#### [Supplied material]
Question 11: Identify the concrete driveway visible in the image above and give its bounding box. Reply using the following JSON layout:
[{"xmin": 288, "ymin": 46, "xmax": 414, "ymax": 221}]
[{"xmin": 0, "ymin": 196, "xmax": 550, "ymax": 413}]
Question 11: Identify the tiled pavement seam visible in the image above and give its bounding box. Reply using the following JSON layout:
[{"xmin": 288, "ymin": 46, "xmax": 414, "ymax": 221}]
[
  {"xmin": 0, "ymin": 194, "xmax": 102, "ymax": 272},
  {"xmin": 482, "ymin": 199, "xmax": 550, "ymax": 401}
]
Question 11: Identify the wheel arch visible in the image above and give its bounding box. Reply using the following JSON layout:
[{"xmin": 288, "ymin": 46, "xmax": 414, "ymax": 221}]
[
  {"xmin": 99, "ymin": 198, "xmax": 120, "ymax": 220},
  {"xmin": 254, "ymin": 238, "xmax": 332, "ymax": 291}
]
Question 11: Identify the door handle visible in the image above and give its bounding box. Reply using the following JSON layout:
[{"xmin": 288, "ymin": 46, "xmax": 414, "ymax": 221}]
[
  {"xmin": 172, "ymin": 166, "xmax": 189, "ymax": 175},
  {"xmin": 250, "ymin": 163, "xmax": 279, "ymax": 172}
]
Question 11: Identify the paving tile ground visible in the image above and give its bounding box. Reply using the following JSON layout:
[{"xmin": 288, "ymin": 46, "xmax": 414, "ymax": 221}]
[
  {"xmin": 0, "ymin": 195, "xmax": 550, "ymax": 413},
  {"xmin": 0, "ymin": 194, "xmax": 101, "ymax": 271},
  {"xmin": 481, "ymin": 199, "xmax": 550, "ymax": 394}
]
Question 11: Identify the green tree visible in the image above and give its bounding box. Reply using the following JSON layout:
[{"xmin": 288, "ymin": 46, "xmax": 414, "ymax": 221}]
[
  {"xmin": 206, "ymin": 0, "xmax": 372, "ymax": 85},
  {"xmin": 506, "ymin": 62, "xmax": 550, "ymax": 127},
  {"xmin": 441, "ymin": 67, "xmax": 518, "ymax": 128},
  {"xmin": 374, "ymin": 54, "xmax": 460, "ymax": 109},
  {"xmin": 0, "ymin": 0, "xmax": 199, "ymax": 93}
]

#### [Your objective]
Copy out, word for word, the lines above from the one that contains "Question 11: Identify the green" through the last line, including both of those lines.

#### [Output below]
Question 11: Identify the green tree visible in the image above and give its bounding box. Reply using the following JSON layout:
[{"xmin": 288, "ymin": 46, "xmax": 414, "ymax": 221}]
[
  {"xmin": 206, "ymin": 0, "xmax": 372, "ymax": 85},
  {"xmin": 506, "ymin": 62, "xmax": 550, "ymax": 127},
  {"xmin": 441, "ymin": 67, "xmax": 518, "ymax": 128},
  {"xmin": 374, "ymin": 54, "xmax": 460, "ymax": 109},
  {"xmin": 0, "ymin": 0, "xmax": 199, "ymax": 93}
]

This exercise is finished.